━━ Document segment

How to Prevent Sports Injuries
Totally stoked about getting back in the sports arena after break? Not so fast!
Jumping right back into a workout routine or new practice schedule could mean putting yourself at risk for injuries that could hurt you and your team for the rest of the season. We talk to the experts so your college athletic career -- or intramural season -- doesn’t get sidelined.
Most Common Injuries and Causes
Dr. Doug Messina of Carolina Sports Medicine in Wilmington, N.C., says the five most common injuries he encounters with college athletes are ankle sprains, partial tears, knee sprains, torn ligaments and shoulder injuries. And the biggest culprits? According to Dr. Messina, overuse and poor mechanics top the list. “If you repetitively overuse a joint, it won’t function properly,” he explains.
Even though many college athletes tend to skimp on proper rest time between workouts and competitions, Dr. Messina says his most important advice is to have a proper conditioning and warmup routine before taking the field or court. “You can’t just walk out on the field and play at a high level,” he says. “Tightness of muscles can lead to a pulled hamstring, for example.”

━━━━
━━ Supplied data

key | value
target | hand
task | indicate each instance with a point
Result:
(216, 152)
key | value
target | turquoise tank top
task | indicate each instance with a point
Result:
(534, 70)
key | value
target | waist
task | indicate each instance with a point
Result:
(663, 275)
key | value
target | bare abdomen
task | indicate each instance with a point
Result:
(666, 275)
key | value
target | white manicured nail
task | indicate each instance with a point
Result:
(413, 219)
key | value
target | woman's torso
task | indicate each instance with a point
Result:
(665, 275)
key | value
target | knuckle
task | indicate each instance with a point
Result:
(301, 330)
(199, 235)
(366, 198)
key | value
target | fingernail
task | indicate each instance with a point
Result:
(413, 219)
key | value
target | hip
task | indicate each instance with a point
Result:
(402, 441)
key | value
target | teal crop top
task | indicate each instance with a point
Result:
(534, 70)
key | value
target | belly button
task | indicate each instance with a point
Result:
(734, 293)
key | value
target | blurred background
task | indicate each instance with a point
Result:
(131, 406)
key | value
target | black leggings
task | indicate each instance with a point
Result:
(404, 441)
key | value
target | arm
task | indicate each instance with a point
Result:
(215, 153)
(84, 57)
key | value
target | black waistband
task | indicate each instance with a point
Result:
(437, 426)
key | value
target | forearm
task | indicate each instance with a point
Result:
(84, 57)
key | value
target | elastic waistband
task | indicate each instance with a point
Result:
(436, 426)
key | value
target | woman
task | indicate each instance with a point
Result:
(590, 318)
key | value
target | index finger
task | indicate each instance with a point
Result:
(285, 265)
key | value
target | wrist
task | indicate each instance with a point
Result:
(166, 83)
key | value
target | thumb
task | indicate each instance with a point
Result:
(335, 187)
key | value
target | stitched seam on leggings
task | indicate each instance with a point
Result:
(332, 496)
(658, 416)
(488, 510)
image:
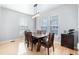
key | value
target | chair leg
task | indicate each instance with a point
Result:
(53, 47)
(48, 50)
(31, 46)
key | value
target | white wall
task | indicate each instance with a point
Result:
(10, 22)
(67, 14)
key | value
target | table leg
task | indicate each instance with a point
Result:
(39, 45)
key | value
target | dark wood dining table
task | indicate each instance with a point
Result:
(39, 37)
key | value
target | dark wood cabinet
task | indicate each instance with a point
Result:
(67, 40)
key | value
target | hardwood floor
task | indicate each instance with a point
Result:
(18, 47)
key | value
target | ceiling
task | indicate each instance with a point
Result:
(29, 9)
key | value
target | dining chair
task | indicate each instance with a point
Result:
(48, 43)
(31, 40)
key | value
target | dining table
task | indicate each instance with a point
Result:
(39, 37)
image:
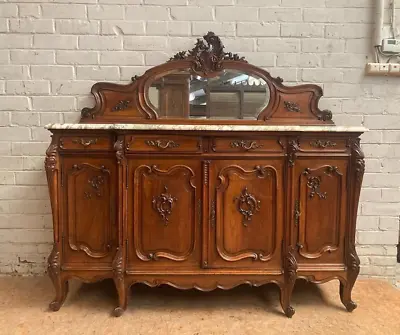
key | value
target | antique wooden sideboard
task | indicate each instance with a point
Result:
(205, 172)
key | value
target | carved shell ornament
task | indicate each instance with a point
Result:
(207, 54)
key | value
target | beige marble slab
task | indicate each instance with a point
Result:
(202, 127)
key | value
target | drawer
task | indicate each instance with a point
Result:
(85, 143)
(164, 143)
(243, 145)
(323, 145)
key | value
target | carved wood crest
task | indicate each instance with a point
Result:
(208, 54)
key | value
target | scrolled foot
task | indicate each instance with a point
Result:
(118, 311)
(350, 306)
(55, 306)
(289, 311)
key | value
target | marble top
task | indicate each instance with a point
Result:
(203, 127)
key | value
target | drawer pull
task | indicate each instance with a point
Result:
(322, 144)
(85, 143)
(162, 144)
(297, 212)
(246, 145)
(163, 205)
(212, 214)
(247, 205)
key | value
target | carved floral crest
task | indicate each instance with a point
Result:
(208, 54)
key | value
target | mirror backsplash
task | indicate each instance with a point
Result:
(230, 95)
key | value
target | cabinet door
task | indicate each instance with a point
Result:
(164, 213)
(246, 220)
(89, 193)
(320, 209)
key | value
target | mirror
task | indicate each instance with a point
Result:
(231, 94)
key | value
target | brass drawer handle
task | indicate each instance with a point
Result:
(322, 144)
(85, 143)
(247, 205)
(246, 145)
(212, 214)
(160, 144)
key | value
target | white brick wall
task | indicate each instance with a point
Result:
(51, 54)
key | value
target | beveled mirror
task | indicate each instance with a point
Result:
(231, 94)
(207, 85)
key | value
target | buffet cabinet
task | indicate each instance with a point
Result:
(199, 202)
(204, 210)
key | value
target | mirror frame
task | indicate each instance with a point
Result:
(294, 105)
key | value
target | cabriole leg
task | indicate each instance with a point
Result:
(119, 280)
(345, 295)
(61, 285)
(285, 296)
(62, 288)
(122, 290)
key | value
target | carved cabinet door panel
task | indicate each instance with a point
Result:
(89, 195)
(320, 209)
(164, 213)
(246, 214)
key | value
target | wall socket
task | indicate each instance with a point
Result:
(383, 69)
(391, 45)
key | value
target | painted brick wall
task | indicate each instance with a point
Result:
(51, 54)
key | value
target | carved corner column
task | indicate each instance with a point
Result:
(118, 263)
(52, 167)
(352, 260)
(290, 267)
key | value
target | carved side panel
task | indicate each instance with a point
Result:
(244, 213)
(54, 262)
(165, 215)
(90, 215)
(320, 212)
(52, 170)
(358, 169)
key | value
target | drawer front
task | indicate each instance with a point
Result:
(85, 143)
(310, 144)
(247, 145)
(164, 143)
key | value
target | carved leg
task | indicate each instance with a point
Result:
(345, 296)
(122, 290)
(290, 279)
(119, 280)
(286, 294)
(353, 269)
(62, 288)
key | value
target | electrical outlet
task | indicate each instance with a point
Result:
(394, 69)
(384, 68)
(391, 45)
(373, 68)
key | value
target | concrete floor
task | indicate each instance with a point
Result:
(165, 311)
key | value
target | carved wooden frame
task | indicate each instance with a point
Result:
(305, 196)
(168, 254)
(73, 243)
(223, 177)
(130, 103)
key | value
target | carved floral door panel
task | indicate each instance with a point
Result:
(320, 209)
(89, 194)
(246, 214)
(164, 217)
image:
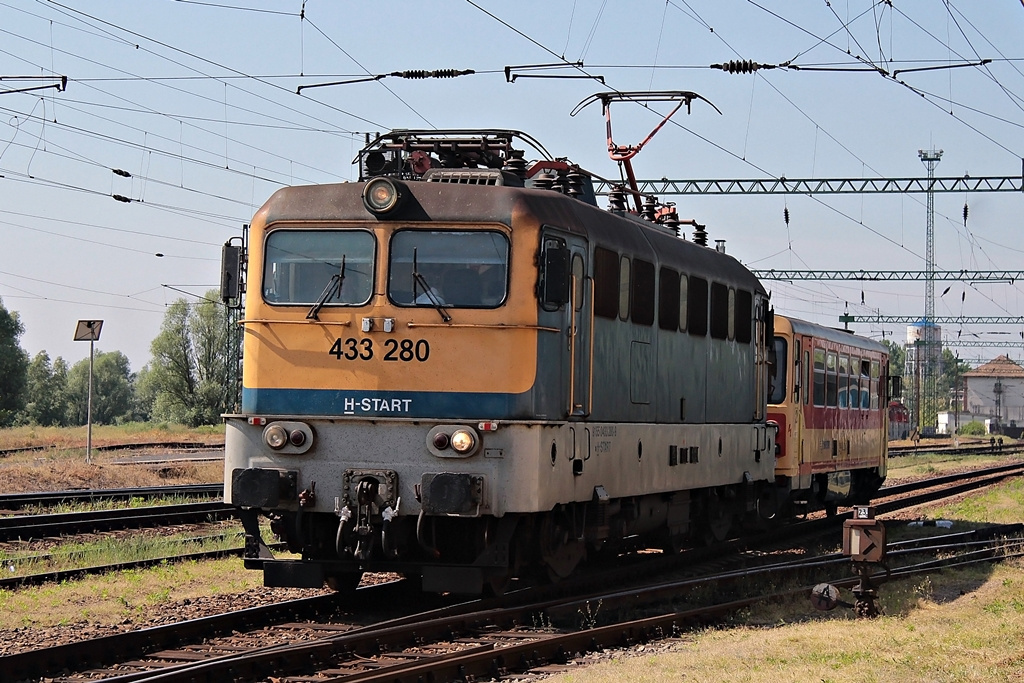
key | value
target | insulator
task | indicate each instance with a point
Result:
(671, 220)
(649, 208)
(700, 236)
(437, 73)
(573, 186)
(740, 67)
(516, 164)
(544, 180)
(616, 199)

━━━━

## Required work
Write out the passage of the sports injuries article above between "Jumping right back" and "doesn’t get sidelined.", inclusive.

## Result for this exercise
Jumping right back into a workout routine or new practice schedule could mean putting yourself at risk for injuries that could hurt you and your team for the rest of the season. We talk to the experts so your college athletic career -- or intramural season -- doesn’t get sidelined.